--- begin Document text ---
In April 2012, The Irish Times reported that he was the highest earning councillor on Dún Laoghaire-Rathdown council in 2011, earning more than €47,000.

==Sports administration career==
===Mickey Whelan and John O'Leary===
In goalkeeper John O'Leary's autobiography Back to the Hill, he recounts that Bailey claimed to have O'Leary's support in order to persuade delegates to retain manager Mickey Whelan. However, O'Leary says he opposed Whelan and believes that the delegates were misled. 'Bailey presented them with a selective version of events', he wrote.

===Sacking of Dublin manager Tommy Carr===
Bailey tabled a motion of no confidence in Dublin manager Tommy Carr in February 2001. His motion failed, yet his public statements during the following months strongly supported Carr's position as manager - even to the point of denying that the no confidence motion had ever taken place. On 1 October 2001 Carr was removed as manager during a club meeting where the vote was tied and required Bailey's casting vote as chairman. Carr then confirmed that Bailey had been trying to remove him for the previous 8 months while publicly supporting him.
The Dublin Senior Football Team stated they felt
"obliged to respond publicly in a bid to reverse the move, and highlight the lack of integrity involved in the due process...Honesty is demanded from anyone who wears the Dublin jersey. We expect it from our selectors and from our manager. Should we not, at least, expect honesty from our officials?"
--- end Document text ---
**Problems:**
(a) Edit the Bailey passage from "In April 2012, The" up to and including "events', he wrote.", putting "player" in place of "goalkeeper".
(b) In the Bailey passage, against whom did Bailey table a motion of no confidence, and in what month and year?
The entries play no part in any of this.
--- begin Provided records ---
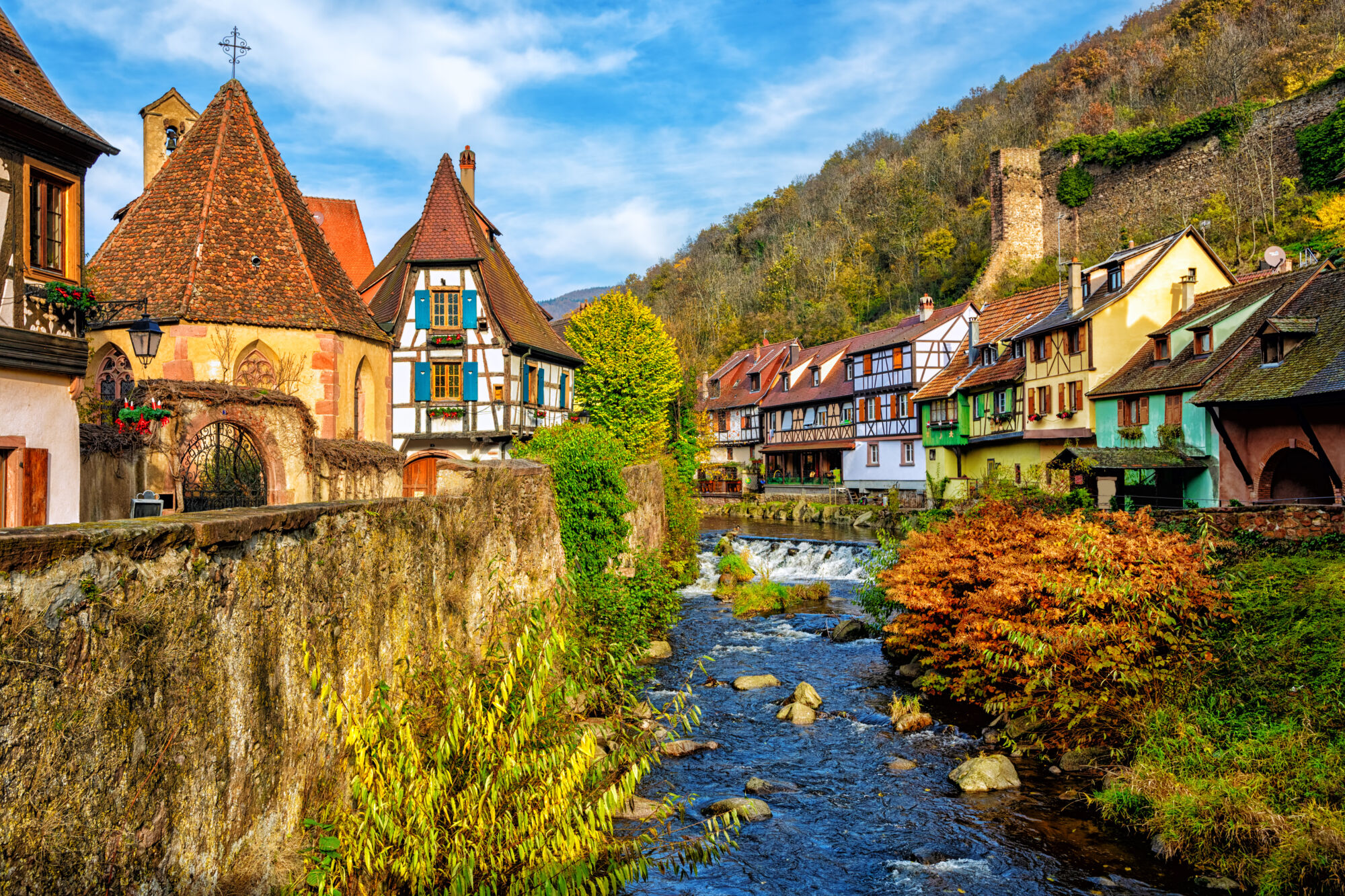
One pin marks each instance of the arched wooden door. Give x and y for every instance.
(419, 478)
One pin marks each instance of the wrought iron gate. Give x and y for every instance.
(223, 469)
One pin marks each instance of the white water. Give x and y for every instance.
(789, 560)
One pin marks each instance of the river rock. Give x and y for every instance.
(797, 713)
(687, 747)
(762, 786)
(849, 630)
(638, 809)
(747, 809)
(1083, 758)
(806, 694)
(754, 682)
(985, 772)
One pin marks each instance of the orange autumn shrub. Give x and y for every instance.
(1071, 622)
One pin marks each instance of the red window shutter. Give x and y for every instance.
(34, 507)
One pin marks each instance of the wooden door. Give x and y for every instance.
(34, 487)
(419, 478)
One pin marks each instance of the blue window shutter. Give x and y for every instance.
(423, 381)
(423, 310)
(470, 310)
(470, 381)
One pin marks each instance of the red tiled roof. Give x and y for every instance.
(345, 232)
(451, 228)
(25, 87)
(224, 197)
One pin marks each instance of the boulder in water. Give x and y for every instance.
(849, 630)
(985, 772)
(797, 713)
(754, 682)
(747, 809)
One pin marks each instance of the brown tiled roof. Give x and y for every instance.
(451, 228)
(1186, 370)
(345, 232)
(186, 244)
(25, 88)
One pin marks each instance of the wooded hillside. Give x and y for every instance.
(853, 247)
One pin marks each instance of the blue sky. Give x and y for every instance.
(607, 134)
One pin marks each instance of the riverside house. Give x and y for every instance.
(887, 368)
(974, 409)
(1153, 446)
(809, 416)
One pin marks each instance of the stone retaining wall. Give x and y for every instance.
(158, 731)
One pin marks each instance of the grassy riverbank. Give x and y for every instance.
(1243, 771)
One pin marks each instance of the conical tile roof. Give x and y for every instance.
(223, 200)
--- end Provided records ---
--- begin Provided records ---
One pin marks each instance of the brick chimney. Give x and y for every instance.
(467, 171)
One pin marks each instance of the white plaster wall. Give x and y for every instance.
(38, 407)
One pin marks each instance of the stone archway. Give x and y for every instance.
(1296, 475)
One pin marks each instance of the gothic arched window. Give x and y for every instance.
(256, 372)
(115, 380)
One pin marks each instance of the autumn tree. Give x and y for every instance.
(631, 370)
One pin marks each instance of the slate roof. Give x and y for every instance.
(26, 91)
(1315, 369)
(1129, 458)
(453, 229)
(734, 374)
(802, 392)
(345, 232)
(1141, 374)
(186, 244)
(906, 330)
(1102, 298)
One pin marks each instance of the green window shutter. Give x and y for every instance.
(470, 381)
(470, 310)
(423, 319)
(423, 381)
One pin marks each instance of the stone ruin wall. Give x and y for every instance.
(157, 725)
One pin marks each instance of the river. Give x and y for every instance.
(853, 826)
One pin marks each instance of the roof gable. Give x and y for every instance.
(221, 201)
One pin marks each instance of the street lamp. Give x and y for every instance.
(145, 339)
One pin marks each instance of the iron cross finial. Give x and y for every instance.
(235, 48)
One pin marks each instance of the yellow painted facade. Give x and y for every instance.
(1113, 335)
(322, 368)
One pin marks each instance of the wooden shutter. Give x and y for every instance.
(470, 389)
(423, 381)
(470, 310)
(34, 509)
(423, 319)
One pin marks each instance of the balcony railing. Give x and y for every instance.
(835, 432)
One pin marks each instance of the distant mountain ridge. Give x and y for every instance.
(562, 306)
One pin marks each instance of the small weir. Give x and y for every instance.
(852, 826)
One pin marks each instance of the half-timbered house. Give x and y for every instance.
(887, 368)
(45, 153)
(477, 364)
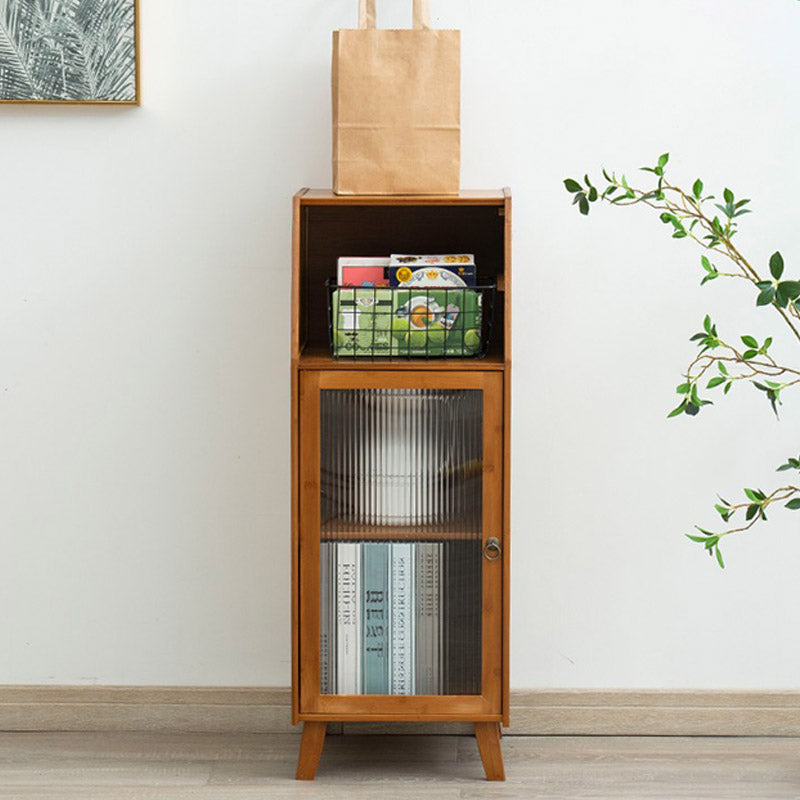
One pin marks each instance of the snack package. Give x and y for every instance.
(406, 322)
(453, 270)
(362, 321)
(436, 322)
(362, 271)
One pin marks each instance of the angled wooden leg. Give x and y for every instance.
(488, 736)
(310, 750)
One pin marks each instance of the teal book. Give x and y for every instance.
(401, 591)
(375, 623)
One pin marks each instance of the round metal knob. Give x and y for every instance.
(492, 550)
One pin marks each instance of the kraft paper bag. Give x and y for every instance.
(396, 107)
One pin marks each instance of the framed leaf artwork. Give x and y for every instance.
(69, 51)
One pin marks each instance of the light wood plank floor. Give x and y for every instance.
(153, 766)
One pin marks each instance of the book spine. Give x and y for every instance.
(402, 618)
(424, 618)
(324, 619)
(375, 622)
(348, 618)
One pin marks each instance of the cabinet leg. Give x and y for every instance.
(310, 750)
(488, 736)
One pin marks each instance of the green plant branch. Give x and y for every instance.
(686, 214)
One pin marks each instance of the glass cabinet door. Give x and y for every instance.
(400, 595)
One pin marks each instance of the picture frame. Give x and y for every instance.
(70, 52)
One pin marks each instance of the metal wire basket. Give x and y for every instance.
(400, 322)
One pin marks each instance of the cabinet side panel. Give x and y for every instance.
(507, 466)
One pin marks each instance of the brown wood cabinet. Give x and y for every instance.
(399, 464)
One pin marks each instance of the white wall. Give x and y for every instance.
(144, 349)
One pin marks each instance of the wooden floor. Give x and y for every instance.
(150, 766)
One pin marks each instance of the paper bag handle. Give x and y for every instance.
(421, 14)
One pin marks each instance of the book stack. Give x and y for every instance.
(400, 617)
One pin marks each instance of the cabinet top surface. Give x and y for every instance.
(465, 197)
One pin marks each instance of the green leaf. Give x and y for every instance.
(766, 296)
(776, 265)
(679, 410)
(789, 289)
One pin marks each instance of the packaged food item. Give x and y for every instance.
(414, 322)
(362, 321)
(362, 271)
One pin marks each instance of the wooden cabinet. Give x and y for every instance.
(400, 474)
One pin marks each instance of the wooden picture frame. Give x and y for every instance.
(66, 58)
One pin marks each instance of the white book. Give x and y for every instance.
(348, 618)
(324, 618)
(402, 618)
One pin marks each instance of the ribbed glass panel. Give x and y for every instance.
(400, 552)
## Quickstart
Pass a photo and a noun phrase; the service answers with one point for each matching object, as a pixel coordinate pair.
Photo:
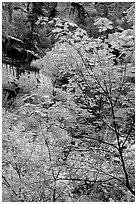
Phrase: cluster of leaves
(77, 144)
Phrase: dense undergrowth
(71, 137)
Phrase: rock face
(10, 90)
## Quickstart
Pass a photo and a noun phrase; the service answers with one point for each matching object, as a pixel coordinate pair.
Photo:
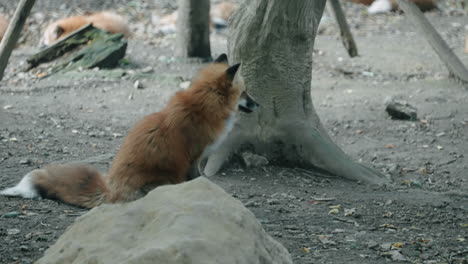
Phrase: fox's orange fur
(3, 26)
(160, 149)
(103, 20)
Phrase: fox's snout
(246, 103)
--- end Provided records ---
--- begin Provided records ---
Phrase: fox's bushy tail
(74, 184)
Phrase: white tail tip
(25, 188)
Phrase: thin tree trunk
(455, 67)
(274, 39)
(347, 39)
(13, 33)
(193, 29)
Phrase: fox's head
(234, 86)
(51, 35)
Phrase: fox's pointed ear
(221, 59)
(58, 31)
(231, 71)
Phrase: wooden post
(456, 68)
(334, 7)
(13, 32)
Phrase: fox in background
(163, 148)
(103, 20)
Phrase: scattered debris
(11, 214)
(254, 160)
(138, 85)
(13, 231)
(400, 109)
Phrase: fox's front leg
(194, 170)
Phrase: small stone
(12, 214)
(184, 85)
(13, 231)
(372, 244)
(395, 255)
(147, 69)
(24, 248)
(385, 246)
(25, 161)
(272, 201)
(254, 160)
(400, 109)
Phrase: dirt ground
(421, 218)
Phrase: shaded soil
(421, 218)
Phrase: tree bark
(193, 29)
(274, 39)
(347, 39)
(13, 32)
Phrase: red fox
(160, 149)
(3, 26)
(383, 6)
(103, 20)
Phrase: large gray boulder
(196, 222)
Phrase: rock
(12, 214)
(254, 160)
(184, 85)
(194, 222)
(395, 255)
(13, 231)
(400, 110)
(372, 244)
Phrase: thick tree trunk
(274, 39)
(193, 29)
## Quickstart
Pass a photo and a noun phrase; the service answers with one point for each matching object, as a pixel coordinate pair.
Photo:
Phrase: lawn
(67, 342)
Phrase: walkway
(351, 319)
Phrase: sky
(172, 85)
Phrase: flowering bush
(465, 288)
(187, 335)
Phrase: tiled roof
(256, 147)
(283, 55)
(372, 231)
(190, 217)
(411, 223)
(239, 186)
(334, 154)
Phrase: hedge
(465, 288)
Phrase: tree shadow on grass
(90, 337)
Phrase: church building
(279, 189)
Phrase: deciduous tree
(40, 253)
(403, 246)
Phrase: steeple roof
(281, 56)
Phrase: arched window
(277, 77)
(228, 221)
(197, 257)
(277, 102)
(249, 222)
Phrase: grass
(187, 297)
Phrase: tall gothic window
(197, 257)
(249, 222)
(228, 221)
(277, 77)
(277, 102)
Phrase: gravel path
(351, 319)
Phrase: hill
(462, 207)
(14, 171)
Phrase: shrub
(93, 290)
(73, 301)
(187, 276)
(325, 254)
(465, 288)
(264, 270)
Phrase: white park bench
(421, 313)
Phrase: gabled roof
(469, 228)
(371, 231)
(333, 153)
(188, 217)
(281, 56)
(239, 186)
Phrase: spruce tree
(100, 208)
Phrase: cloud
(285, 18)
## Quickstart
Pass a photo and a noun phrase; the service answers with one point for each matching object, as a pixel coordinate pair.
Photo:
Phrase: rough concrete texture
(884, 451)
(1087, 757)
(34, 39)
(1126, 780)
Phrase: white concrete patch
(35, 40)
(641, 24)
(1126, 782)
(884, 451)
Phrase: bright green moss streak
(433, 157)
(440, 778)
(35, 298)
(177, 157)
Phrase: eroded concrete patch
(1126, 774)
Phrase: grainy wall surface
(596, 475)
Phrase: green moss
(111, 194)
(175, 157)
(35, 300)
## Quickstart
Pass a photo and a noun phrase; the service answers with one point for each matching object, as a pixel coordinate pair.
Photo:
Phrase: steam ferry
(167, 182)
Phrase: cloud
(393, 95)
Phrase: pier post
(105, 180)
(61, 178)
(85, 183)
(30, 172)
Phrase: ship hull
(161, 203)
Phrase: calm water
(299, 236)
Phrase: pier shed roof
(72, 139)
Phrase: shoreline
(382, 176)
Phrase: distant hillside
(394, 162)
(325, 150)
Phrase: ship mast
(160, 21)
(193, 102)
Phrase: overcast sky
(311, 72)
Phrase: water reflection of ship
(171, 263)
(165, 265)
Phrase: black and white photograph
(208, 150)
--- end Provided records ---
**Solutions in order:**
(a)
In April 2012, The Irish Times reported that he was the highest earning councillor on Dún Laoghaire-Rathdown council in 2011, earning more than €47,000.

==Sports administration career==
===Mickey Whelan and John O'Leary===
In player John O'Leary's autobiography Back to the Hill, he recounts that Bailey claimed to have O'Leary's support in order to persuade delegates to retain manager Mickey Whelan. However, O'Leary says he opposed Whelan and believes that the delegates were misled. 'Bailey presented them with a selective version of events', he wrote.

(b) Dublin manager Tommy Carr, in February 2001.